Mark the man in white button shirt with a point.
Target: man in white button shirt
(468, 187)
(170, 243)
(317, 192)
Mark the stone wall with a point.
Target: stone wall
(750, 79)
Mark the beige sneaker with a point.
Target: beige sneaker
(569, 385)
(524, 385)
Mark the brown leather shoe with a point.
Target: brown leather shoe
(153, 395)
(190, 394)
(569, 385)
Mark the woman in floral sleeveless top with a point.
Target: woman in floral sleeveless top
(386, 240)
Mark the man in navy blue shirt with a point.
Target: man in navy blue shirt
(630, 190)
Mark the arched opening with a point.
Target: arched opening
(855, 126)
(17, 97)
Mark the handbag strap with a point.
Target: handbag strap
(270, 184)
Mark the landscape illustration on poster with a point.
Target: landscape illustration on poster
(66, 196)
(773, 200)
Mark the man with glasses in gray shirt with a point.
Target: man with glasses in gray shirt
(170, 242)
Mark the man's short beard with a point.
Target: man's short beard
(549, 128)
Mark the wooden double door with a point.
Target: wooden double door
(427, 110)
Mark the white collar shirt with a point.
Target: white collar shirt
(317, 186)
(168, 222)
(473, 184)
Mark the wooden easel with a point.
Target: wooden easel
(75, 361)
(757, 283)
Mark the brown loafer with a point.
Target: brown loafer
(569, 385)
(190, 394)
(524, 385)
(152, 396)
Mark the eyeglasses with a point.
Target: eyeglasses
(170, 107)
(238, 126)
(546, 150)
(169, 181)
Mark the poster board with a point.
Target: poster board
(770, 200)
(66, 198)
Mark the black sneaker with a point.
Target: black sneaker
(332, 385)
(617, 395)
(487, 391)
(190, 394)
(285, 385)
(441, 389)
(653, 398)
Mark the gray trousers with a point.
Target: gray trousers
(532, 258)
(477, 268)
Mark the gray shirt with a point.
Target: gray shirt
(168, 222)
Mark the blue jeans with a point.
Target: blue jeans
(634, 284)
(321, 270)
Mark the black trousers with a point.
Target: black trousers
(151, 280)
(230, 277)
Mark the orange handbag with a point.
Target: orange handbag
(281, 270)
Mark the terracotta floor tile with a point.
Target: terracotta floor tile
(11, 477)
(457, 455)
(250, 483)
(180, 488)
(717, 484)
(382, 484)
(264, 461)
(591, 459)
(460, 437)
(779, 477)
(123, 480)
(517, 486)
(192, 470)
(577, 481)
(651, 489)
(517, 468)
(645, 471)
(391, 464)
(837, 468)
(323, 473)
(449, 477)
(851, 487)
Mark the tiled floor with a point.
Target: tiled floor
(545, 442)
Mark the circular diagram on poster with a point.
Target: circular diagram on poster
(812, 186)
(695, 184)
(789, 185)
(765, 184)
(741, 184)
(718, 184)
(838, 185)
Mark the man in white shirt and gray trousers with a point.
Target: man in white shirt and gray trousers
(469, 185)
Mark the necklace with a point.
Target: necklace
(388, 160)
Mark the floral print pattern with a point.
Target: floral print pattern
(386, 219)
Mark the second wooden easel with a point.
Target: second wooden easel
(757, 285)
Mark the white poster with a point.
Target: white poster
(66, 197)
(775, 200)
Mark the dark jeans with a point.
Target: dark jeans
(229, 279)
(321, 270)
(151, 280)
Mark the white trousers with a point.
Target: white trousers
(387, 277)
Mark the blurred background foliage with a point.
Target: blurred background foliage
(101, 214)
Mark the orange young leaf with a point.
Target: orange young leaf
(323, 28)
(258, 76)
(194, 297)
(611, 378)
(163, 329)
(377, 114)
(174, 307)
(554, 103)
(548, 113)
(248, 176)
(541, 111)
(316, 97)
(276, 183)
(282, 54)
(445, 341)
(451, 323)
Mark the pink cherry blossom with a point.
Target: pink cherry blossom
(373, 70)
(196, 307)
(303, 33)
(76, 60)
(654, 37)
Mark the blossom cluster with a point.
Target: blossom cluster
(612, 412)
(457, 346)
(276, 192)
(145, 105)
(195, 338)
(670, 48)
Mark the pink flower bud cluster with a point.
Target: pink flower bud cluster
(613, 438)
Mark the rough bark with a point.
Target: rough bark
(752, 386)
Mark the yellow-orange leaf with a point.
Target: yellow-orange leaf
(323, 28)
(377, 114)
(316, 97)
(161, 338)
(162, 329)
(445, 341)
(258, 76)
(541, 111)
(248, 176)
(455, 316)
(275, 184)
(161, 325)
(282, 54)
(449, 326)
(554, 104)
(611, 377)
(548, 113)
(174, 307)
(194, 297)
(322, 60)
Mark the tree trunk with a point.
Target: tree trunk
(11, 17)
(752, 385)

--

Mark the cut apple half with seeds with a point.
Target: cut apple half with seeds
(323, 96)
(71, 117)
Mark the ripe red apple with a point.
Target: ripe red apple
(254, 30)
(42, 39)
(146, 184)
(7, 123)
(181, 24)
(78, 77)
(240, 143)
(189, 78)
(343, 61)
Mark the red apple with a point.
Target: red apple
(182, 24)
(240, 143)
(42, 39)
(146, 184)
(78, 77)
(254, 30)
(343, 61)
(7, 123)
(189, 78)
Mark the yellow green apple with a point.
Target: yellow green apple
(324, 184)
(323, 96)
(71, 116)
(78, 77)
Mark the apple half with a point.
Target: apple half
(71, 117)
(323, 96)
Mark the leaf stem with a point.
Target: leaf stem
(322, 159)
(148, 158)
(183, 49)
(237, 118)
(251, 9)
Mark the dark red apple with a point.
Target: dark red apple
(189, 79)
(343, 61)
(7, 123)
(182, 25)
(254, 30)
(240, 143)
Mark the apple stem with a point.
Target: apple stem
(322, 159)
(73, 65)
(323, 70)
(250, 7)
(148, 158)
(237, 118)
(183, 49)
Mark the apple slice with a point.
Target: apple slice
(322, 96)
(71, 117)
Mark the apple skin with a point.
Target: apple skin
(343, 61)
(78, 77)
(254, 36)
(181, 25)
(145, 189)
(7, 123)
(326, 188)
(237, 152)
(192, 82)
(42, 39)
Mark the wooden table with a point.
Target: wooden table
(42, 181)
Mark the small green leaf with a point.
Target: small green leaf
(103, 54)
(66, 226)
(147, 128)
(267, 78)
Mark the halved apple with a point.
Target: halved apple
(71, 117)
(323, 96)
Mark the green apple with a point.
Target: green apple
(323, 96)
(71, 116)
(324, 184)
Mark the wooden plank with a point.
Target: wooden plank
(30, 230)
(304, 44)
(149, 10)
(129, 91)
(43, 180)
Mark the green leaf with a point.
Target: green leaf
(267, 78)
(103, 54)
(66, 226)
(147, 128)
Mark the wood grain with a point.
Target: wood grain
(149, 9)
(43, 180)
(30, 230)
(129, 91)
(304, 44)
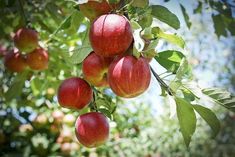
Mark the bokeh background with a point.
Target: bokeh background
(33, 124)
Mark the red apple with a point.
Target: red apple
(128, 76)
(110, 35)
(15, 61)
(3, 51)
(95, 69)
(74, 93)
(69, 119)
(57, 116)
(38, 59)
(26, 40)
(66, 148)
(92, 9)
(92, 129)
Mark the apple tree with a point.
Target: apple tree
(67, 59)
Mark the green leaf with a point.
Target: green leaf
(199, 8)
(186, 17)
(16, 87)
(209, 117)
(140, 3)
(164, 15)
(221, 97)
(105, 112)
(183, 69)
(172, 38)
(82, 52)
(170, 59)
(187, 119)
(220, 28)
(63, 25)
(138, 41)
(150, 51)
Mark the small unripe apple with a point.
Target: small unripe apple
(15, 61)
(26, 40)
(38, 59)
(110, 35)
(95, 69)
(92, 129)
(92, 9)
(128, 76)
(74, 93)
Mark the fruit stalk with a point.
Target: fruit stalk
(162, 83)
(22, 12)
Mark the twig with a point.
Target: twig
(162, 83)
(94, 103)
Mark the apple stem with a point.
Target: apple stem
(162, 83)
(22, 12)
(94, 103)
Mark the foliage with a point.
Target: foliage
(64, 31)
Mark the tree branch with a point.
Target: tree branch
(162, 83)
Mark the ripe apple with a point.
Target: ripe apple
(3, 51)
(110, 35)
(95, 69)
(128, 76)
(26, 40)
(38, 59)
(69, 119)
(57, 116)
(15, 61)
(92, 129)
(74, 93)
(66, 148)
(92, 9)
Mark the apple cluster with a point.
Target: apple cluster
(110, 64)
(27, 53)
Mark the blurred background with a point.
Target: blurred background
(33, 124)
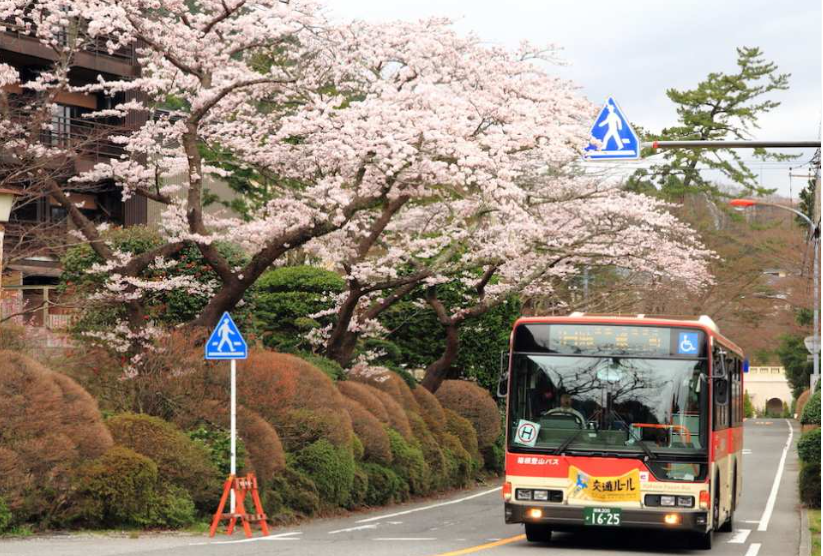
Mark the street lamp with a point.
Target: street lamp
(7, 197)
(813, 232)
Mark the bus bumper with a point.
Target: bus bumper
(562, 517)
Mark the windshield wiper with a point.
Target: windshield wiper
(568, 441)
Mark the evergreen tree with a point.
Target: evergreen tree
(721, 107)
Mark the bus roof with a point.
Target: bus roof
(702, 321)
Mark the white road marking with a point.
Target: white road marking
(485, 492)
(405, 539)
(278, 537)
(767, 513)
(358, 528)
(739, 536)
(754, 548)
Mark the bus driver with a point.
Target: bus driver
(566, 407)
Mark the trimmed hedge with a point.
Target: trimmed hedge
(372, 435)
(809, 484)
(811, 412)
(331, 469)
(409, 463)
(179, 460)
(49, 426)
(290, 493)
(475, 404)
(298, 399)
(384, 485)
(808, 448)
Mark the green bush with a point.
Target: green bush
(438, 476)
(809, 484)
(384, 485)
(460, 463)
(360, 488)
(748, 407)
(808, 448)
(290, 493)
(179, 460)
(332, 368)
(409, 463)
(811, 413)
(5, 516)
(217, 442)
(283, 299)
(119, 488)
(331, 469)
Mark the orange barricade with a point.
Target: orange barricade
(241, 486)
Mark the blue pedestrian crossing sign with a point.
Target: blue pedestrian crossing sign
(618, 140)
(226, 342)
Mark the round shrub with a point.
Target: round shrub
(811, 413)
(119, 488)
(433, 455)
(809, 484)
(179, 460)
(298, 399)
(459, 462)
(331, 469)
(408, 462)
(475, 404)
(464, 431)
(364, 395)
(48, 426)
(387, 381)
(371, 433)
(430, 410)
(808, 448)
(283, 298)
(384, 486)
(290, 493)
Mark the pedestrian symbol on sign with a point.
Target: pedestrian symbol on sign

==

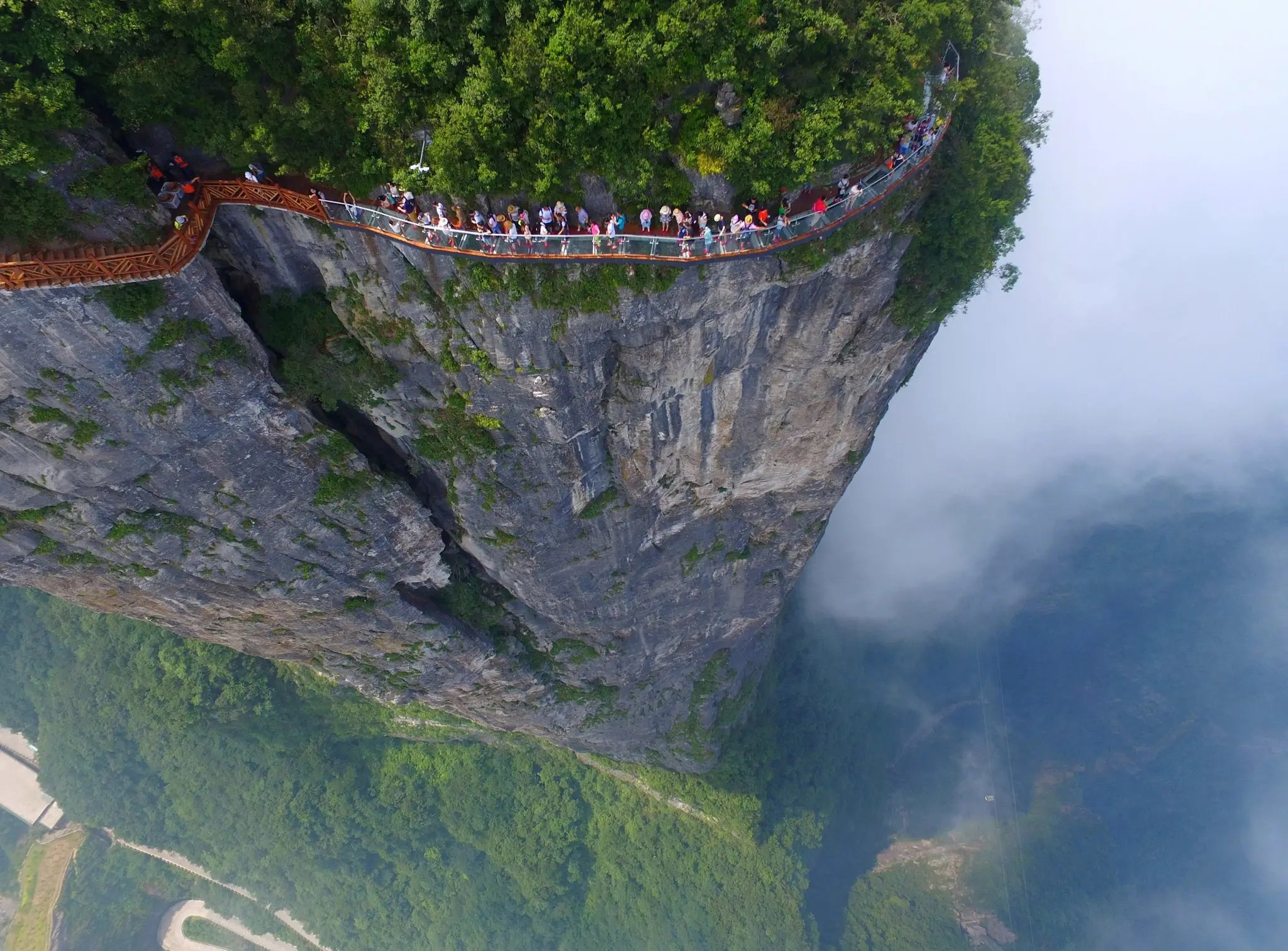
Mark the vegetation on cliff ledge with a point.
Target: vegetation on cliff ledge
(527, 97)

# WRITTEN PROBLEM:
List every line of the entries above that contains the word "symbol".

# ANSWER TO THIS TASK:
Mark the pedestrian symbol on sign with a point.
Target: pedestrian symbol on sign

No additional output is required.